La cible du traitement devient donc l'arrêt des tentatives de solution inefficaces qui, au lieu de permettre une disparition du problème, envenime la situation par un processus d'escalade. Giorgio Nardone a réussi à systématiser certaines grandes classes de "tentatives de solution". Il a pu montrer, résultats thérapeutiques à l'appui, que l'évitement systématique d'une situation effrayante peut conduire à un trouble phobique, un effort répété pour s'endormir conduire à l'insomnie, une volonté répétée pour arrêter un comportement parasite mener à une compulsion, un effort excessif pour lutter contre l'envie de nourriture conduire à des crises de boulimie, une volonté de contrôle d'un comportement non souhaité entraîner son exacerbation, etc. Toutes les difficultés personnelles, relationnelles, familiales, peuvent s'analyser de cette manière.
L'importance de la communication dans le processus thérapeutique
L'objectif du psychothérapeute apparaît donc clairement: il va utiliser toutes les ressources de la communication pour faire en sorte que son patient renonce à ses tentatives de solution de sorte que le système puisse trouver une façon créative de se réguler. Si le modèle de Palo Alto est donc d'une grande simplicité, un fantastique réducteur de complexité pour l'approche des difficultés humaines en général, proche de l'épure, la mise en oeuvre des interventions thérapeutiques peut nécessiter un savoir faire complexe. Il s'agit, pour le thérapeute, de trouver les meilleures techniques et stratégies de communication pour que le patient puisse renoncer à ses tentatives de solution en sachant que, la plupart du temps, tous ses apprentissages antérieurs et sa construction du monde l'y poussent inexorablement.
C'est ainsi que le clinicien devra apprendre à créer un contexte relationnel sécurisant, à manier les techniques de changement, notamment l'usage du contre paradoxe (la technique de la prescription du symptôme, notamment) et se montrer suffisamment créatif pour imaginer des prescriptions, c'est-à-dire des "tâches", des expériences concrètes qui, lorsque le patient les mettra en oeuvre, le conduiront inévitablement à renoncer à ses tentatives de solution habituelles.

* Consignes de travail *
1. Résumez en deux phrases l'extrait sur les tentatives de solution.
2. Répondez brièvement à ces questions sur l'extrait sur les tentatives de solution :
(a) Selon Giorgio Nardone, à quoi peut conduire un effort répété pour s'endormir ?
(b) Qu'est-ce qui, la plupart du temps, pousse inexorablement le patient vers ses tentatives de solution ?
(c) Quelle technique est donnée en exemple de l'usage du contre paradoxe ?
3. Reprenez l'extrait sur les tentatives de solution à partir de sa dernière phrase et poursuivez-le, s'il vous plaît.

* Entrées fournies *
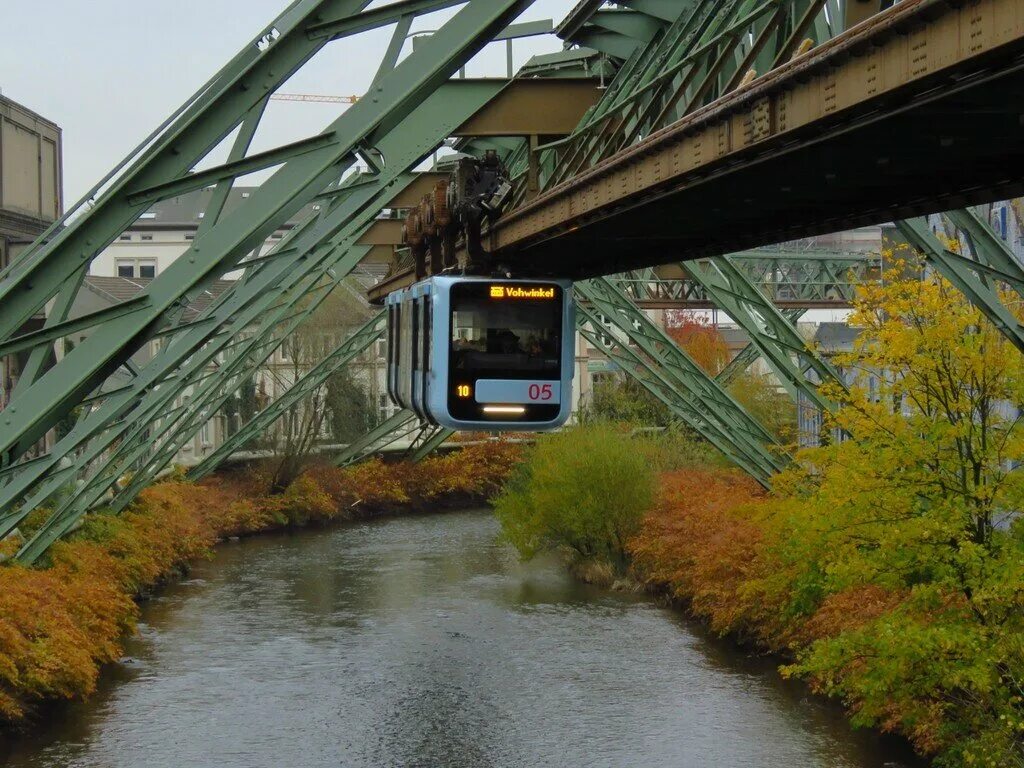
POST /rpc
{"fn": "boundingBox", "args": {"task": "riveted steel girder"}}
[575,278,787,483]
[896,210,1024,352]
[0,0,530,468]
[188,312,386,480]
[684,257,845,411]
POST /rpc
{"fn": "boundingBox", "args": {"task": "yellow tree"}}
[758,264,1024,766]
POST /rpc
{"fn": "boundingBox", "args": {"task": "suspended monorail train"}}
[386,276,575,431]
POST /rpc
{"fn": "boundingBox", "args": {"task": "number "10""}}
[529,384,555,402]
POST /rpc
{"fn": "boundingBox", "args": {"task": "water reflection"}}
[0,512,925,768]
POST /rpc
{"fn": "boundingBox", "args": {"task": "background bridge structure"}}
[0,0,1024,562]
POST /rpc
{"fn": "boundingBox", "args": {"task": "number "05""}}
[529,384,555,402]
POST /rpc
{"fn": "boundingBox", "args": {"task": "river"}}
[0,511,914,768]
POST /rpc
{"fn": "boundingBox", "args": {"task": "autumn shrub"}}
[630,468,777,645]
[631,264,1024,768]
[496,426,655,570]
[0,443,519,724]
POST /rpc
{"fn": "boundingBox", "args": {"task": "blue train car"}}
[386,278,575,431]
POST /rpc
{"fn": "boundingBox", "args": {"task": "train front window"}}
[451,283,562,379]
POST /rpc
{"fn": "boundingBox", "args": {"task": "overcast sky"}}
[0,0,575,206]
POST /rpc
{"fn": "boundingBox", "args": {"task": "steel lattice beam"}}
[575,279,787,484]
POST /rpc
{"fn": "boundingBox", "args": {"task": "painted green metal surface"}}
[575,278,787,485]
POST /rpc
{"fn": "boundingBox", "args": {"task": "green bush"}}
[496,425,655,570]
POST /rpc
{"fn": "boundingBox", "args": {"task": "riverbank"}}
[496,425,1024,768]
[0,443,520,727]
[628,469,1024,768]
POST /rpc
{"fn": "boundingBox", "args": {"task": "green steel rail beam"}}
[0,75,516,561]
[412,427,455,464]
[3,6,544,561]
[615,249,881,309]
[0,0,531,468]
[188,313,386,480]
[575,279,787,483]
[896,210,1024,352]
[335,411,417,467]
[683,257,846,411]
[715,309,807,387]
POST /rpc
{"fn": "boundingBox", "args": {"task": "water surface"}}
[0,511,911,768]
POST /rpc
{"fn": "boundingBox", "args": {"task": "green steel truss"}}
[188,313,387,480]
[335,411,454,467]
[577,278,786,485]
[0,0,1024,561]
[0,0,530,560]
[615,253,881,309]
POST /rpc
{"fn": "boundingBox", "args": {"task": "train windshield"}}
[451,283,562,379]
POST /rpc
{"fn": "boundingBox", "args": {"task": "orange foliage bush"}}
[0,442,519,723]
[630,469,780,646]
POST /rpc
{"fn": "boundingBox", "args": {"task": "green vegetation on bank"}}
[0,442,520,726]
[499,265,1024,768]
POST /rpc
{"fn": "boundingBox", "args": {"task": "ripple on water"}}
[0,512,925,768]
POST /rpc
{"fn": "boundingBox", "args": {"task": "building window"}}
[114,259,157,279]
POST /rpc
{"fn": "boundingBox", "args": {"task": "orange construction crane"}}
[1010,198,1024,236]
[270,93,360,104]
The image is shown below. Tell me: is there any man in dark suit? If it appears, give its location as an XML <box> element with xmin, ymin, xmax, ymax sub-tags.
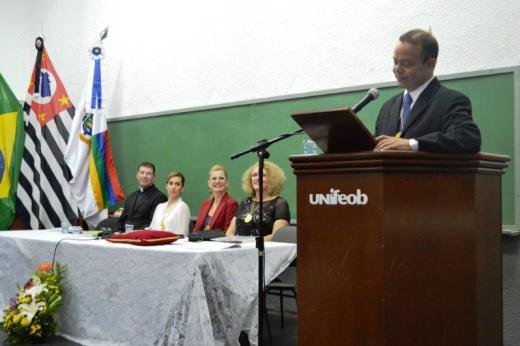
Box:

* Réponses par numéro *
1. Le traitement vise l'arrêt des tentatives de solution inefficaces qui, au lieu de faire disparaître le problème, enveniment la situation par un processus d'escalade, comme l'a montré Giorgio Nardone, pour qui l'évitement systématique d'une situation effrayante peut conduire à un trouble phobique. Le psychothérapeute doit donc utiliser toutes les ressources de la communication, créer un contexte relationnel sécurisant, manier les techniques de changement et imaginer des tâches concrètes pour que le patient renonce à ses tentatives de solution habituelles.

2.
(a) À l'insomnie.
(b) Tous ses apprentissages antérieurs et sa construction du monde.
(c) La technique de la prescription du symptôme.

3.
Ces expériences permettent de recadrer la manière cognitive d'interpréter le problème. Elles sont soigneusement construites en vue de servir d'"expérience émotionnelle correctrice" (Alexander), permettant au patient de vivre la situation problématique habituelle sur un mode émotionnel inconnu jusque-là dans ce contexte "pathologique". Mais d'un point de vue théorique, chacune de ces stratégies a comme objectif premier d'arrêter les tentatives de solution qui maintiennent le problème. Contrairement aux idées largement répandues dans le secteur, l'approche interactionnelle considère que le changement précède la prise de conscience: si tu veux voir, apprends à agir disait le cybernéticien von Foerster. Pour l'approche systémique et stratégique, la pathologie ne se trouve pas chez l'individu mais au sein des relations. En changeant la structure de la relation, on change inévitablement, pour chacun des partenaires, le sens, l'émotion, le comportement et l'interaction elle-même.
On le voit, il s'agit d'une méthode éminemment pragmatique qui considère que le changement ne passe pas par la prise de conscience des "causes" du problème mais que c'est la mise en oeuvre concrète d'un nouveau mode de régulation de la difficulté qui conduit à sa résolution. Cependant, ce changement, lorsqu'il est effectif, produit à la fois une réorganisation plus fonctionnelle au niveau cognitif, émotionnel, comportemental et relationnel, donnant à l'individu une plus grande souplesse adaptative pour affronter un milieu sans cesse en évolution.